[PROBLEM TO WORK ON]
Render every line of the listing below as a Markdown table with columns "No." and "Text," numbering each line and omitting blank lines. Leave the pictures out of the table.

[DATASET RECORDS]

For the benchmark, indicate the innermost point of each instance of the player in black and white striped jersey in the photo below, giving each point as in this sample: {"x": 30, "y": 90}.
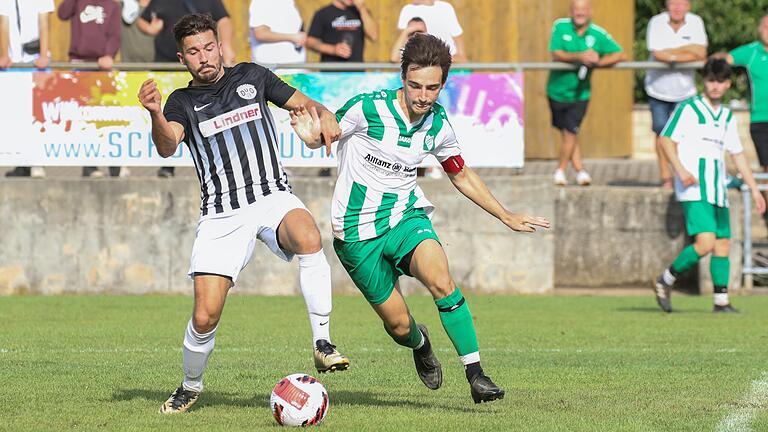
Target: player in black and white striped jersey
{"x": 224, "y": 119}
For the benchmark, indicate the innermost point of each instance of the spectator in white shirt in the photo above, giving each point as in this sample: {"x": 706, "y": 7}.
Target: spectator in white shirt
{"x": 441, "y": 21}
{"x": 277, "y": 32}
{"x": 673, "y": 36}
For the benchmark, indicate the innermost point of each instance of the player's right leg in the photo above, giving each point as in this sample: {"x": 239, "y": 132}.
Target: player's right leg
{"x": 701, "y": 224}
{"x": 199, "y": 340}
{"x": 429, "y": 265}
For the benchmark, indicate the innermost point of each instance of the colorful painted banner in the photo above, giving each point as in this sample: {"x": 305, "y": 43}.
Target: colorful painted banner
{"x": 94, "y": 118}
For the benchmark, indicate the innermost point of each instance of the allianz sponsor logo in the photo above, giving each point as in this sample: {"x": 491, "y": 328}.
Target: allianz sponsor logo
{"x": 231, "y": 119}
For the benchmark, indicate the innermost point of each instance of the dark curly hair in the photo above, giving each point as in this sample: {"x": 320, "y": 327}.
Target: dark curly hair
{"x": 424, "y": 50}
{"x": 192, "y": 24}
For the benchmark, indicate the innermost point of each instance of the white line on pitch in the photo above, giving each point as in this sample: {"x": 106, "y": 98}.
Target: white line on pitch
{"x": 739, "y": 419}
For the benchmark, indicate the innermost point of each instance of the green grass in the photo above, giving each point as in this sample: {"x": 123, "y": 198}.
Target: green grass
{"x": 567, "y": 364}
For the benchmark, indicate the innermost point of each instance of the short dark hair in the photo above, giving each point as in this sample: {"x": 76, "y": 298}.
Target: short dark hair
{"x": 716, "y": 69}
{"x": 424, "y": 50}
{"x": 192, "y": 24}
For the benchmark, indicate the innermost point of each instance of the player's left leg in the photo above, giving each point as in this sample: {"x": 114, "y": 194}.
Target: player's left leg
{"x": 720, "y": 265}
{"x": 298, "y": 234}
{"x": 429, "y": 265}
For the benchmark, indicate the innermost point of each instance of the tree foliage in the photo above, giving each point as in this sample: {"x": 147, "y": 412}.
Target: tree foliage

[PROBLEM SOLUTION]
| No. | Text |
|---|---|
| 1 | For the benchmark, indicate the innermost point of each instance of the player in black and white striped jersey in the photo below, giving each point as in this sample: {"x": 30, "y": 90}. |
| 2 | Target: player in black and white striped jersey |
| 3 | {"x": 224, "y": 119} |
| 4 | For the benchmark, indicate the innermost point of each instance of the spectator in white shirt in the photo above, giving each point as in this sample: {"x": 706, "y": 7}. |
| 5 | Target: spectator in white shirt |
| 6 | {"x": 441, "y": 21} |
| 7 | {"x": 277, "y": 32} |
| 8 | {"x": 673, "y": 36} |
| 9 | For the benchmark, indicate the innermost point of each instance of the player's right leg in the photo above, giving each point as in this sample: {"x": 239, "y": 132}. |
| 10 | Target: player's right leg |
| 11 | {"x": 701, "y": 224} |
| 12 | {"x": 199, "y": 340} |
| 13 | {"x": 429, "y": 265} |
| 14 | For the benchmark, indicate the innermost point of each instance of the colorful painted banner in the photo above, giving each point as in this sample: {"x": 305, "y": 43}. |
| 15 | Target: colorful painted banner |
| 16 | {"x": 94, "y": 118} |
| 17 | For the benchmark, indicate the innermost point of each instance of the allianz sponsor logo in the photo above, giving each point as in this sample: {"x": 491, "y": 328}. |
| 18 | Target: allianz sponsor logo |
| 19 | {"x": 231, "y": 119} |
| 20 | For the benchmark, indicate the innermost point of each instance of the dark curly hair in the photo above, giving each point as in this sample: {"x": 320, "y": 327}. |
| 21 | Target: dark curly hair |
| 22 | {"x": 424, "y": 50} |
| 23 | {"x": 192, "y": 24} |
| 24 | For the benchmark, indicate the innermost point of each instance of the white line on pitch in the photo above, giving each point as in this sample: {"x": 106, "y": 98}. |
| 25 | Target: white line on pitch |
| 26 | {"x": 739, "y": 419} |
| 27 | For the benchmark, indicate the innermost point of each instance of the green grass in the photo above, giving each point as in this sample: {"x": 123, "y": 198}. |
| 28 | Target: green grass |
| 29 | {"x": 567, "y": 364} |
| 30 | For the benchmark, indicate the innermost point of each instance of the short dark hair in the photo above, giving each point as in this sample: {"x": 76, "y": 298}. |
| 31 | Target: short dark hair |
| 32 | {"x": 716, "y": 69} |
| 33 | {"x": 424, "y": 50} |
| 34 | {"x": 192, "y": 24} |
| 35 | For the benchmark, indicate the innermost point of each instance of the player's left leg in the photo above, giving each point as in this sample: {"x": 114, "y": 194}. |
| 36 | Target: player's left leg |
| 37 | {"x": 720, "y": 265} |
| 38 | {"x": 298, "y": 234} |
| 39 | {"x": 429, "y": 265} |
| 40 | For the benchmark, indicate the innermost point of each instance of the tree foliage in the photo above, giving each point as in this sample: {"x": 147, "y": 412}. |
| 41 | Target: tree foliage |